** Start Supplied passage **

The Río Pesquero masks are carved from an assortment of white, gray, and greenish jadeite, some of which is mottled with darker hues of green or brown which make them very appealing to modern eyes. The ancient Mesoamericans, however, would have considered this beautiful mottling to be a flaw, preferring the unblemished stone typical of unquestionably authentic pieces. The masks all appear to the work of a single very talented carver who, in the best tradition of forgery, did not simply copy known works. The masks are well carved and highly polished and some of them feature incised designs, including were-jaguars, supernaturals, and esoteric symbols. To enhance contrast, the lines were selectively and carefully rubbed with ochre or cinnabar. Interestingly, the so-called “Sainsbury mask” was shown in recent conservation work to have had its facial embellishments carved after it had been broken and glued back together. (Leyenaar and Pillsbury 1997, 18-21).
Another problem with these masks is that they show emotion, a feature uncommon in most ancient American art. The presence of drill holes beneath the earlobes and of drilled out irises on several of these masks suggests the possibility of their having been worn and thus being ancient precursors to Colonial masking traditions. Recently, a noted Olmec scholar hypothesized that they were mummy bundle masks. Unfortunately, there is no evidence of these European masking traditions nor of mummy bundles among the ancient Olmec. Still, it shows that there is no theory too far-fetched that it cannot be used to justify a beloved artifact of spurious origin.
Why is so much of this still going on today? Besides the fact that some people want to believe so badly that anything seems plausible to them, there seems to be a serious problem in the museum world. Many museum curators, often highly earnest people, are called upon to work in areas about which they know little or nothing. Also, they are usually under immense pressure — all museum personnel are — to accept things, even obvious fakes, from wealthy donors. These are people who are financially and politically important and thus in a position to “help” the museum in other ways. This is how museums find themselves with 85% or more fakes. There are some U.S. and European museums and a couple of Latin American ones too, where the “Precolumbian” collections are actually nearly 100% “Postcolumbian”.

** End Supplied passage **
** Start Information given **

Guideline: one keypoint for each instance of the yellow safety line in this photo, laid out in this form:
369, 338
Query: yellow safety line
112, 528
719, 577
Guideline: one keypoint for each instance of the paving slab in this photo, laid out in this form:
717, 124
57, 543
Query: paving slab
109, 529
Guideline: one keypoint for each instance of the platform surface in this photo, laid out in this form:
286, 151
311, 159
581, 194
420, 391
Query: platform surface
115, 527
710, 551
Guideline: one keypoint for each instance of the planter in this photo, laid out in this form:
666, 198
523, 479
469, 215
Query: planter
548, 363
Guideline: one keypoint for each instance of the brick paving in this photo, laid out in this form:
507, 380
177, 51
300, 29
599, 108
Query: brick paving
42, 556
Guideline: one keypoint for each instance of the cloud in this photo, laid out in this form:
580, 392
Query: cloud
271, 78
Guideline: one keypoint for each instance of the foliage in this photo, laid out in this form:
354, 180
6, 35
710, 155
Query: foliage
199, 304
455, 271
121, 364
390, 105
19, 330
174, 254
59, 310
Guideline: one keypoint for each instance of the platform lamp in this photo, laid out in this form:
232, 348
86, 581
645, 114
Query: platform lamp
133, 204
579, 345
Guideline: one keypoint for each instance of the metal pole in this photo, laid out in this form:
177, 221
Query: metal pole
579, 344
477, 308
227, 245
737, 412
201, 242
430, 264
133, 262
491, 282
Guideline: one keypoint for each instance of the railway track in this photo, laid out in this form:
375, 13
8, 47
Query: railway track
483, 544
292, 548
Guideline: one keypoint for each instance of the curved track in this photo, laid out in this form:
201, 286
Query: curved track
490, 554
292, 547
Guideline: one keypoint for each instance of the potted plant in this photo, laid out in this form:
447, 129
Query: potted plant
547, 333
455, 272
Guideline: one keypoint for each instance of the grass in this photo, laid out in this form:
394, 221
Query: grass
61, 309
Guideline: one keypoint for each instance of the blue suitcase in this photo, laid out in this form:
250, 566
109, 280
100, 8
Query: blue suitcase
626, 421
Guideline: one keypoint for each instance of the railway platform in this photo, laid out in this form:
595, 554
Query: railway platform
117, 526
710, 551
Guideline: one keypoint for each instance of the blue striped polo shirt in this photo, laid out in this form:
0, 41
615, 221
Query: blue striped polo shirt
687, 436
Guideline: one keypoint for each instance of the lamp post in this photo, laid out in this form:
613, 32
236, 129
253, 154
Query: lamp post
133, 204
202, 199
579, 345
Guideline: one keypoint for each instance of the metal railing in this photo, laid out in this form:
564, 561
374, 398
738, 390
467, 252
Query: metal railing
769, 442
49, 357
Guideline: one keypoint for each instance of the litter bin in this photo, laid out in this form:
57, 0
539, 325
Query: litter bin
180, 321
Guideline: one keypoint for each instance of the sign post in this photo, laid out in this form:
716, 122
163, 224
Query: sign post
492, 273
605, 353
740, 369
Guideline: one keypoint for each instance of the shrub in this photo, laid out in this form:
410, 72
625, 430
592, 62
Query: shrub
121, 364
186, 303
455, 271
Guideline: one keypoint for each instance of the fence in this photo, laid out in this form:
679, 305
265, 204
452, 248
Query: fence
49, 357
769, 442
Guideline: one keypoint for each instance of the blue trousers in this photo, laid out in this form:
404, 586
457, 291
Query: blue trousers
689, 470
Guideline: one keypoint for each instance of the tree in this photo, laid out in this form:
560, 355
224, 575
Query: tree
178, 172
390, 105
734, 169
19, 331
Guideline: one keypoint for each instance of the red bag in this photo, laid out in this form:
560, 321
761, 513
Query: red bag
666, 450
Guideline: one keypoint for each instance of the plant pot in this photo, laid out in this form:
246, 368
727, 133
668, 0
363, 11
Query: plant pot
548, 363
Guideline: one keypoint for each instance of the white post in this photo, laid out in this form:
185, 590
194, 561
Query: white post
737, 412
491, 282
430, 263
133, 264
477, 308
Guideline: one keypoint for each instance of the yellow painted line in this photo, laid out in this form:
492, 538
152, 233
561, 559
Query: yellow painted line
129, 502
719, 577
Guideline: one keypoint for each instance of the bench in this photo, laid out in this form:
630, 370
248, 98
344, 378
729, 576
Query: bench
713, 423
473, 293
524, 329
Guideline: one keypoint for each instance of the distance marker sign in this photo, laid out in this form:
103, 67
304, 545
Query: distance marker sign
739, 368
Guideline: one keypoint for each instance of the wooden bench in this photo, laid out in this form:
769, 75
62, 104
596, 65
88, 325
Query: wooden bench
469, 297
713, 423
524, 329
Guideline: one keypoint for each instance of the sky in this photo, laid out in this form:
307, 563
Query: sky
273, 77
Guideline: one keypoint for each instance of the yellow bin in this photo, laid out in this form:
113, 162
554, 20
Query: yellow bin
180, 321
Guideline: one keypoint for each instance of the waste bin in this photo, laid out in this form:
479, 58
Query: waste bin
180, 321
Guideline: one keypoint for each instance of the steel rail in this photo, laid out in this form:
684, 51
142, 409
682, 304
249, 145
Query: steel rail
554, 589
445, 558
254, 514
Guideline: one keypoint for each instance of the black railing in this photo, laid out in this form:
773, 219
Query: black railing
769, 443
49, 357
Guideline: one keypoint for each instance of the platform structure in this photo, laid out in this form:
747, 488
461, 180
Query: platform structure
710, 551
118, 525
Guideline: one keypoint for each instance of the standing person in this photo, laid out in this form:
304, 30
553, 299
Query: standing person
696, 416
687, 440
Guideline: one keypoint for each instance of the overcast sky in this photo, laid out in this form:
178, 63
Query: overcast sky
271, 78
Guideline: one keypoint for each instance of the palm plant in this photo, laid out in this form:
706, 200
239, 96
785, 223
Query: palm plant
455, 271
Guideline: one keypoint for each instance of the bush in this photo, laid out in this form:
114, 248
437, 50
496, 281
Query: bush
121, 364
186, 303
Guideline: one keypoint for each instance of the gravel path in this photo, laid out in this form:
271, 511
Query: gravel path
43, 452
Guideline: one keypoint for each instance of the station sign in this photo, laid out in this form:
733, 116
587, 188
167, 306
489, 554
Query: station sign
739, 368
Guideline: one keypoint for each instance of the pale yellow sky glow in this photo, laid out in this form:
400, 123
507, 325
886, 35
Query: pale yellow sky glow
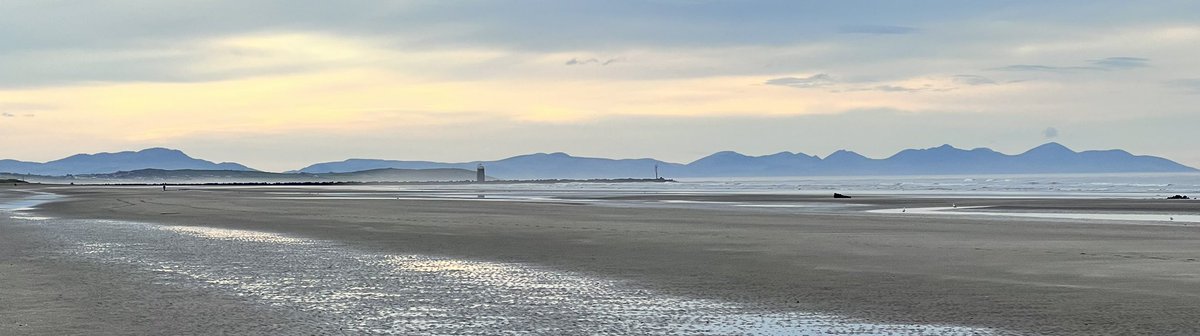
358, 83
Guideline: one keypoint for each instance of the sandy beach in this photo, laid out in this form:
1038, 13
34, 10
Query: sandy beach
1015, 275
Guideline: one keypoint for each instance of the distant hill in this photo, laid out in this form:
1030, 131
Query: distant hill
109, 162
160, 163
233, 177
1051, 157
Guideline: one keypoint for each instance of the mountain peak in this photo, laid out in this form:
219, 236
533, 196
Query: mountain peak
1049, 149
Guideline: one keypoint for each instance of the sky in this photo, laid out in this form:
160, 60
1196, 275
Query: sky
280, 84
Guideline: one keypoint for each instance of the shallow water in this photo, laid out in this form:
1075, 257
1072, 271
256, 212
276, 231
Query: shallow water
413, 294
1102, 216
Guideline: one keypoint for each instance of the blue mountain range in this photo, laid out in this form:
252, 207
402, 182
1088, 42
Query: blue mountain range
112, 162
1051, 157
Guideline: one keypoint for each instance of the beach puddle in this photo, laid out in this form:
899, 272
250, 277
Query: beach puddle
414, 294
967, 211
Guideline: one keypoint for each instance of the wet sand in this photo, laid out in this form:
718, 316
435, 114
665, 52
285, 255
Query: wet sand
1025, 275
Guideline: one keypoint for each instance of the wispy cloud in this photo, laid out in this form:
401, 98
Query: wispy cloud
1105, 64
1121, 63
973, 79
1187, 85
877, 29
816, 81
592, 61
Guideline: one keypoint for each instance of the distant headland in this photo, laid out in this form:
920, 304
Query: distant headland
163, 165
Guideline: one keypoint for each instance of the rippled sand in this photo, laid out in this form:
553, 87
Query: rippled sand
413, 294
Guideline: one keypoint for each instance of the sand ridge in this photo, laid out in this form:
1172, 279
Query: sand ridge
1053, 277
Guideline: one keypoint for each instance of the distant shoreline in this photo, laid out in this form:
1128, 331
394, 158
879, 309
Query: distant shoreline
546, 181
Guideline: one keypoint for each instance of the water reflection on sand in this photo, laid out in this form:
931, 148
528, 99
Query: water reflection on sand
1103, 216
414, 294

** End Information given **

Given problem:
Please answer from the passage on the Río Pesquero masks: what were the incised lines rubbed with to enhance contrast?

Task answer:
Ochre or cinnabar.